(YOUR GOAL) Please write out, word for word, the part of the passage on handling problem employees that opens with the words containing "When an employee just" and closes with "of the situation.".

(SOURCE PASSAGE)
I have to admit that dealing with problem employees was always a flat spot for me and dogged me even to my recent retirement. I would tolerate misbehavior, conflictive attitudes and poor performance way too long. Worse was that I would wait and wait until I would go emotionally nuclear and the person was gone that day.
My friend and mentor, retired SACU CEO Jeff Farver, once wrote in my performance review: "Ed Speed has never encountered a problem that he couldn't re-organize his way out of." He was right. My team deserved better.
My successor at TDECU, Steph Sherrod, is the exact opposite, with the ability to see a very broad institutional horizon and an intuitive sense of employee hot-spots. Steph takes the initiative very early on, and has no hesitation to address the issue respectfully, firmly and quietly. One area where Steph and I were absolutely aligned is that these situations were very rarely about workplace effectiveness or technical performance. Managerial courage is rarely required when an employee cannot do the work.
When an employee just can't do the work, the employee and their peers know the truth long before management. Fortunately, because of our size, it was rare that we could not find another position that would be a better fit for a good employee. In these cases the employee was usually relieved that we got them out of the situation.
The greatest challenges are always attitudinal issues. Issues involving managerial incompetence or behavior are much more problematic. At TDECU we were incredibly tolerant of operational mistakes, but rarely so when it came to the "soft" issues. But we also recognized the difference between someone with a bad attitude and someone just having a bad day.
These are some of the toughest aspects of senior leadership, but it is a rare institution that invests in the professional development required to help management handle these situations. Unfortunately, the best employees pay the price.

(SOURCE MATERIAL)
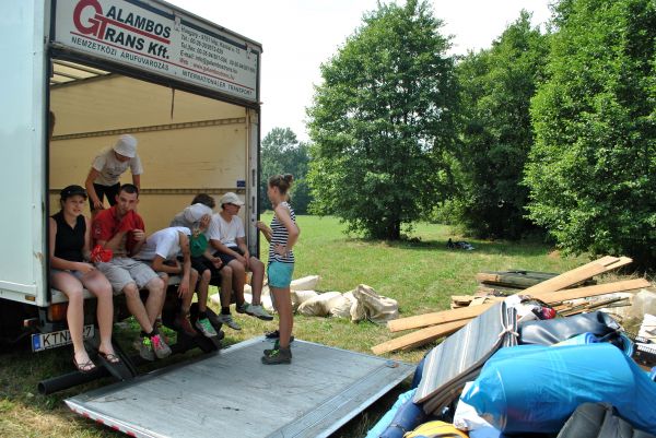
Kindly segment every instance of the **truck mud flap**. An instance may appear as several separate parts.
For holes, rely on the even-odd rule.
[[[262,336],[71,399],[75,413],[134,437],[327,437],[414,371],[301,340],[262,365]]]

(SOLUTION FOR THIS PROBLEM)
When an employee just can't do the work, the employee and their peers know the truth long before management. Fortunately, because of our size, it was rare that we could not find another position that would be a better fit for a good employee. In these cases the employee was usually relieved that we got them out of the situation.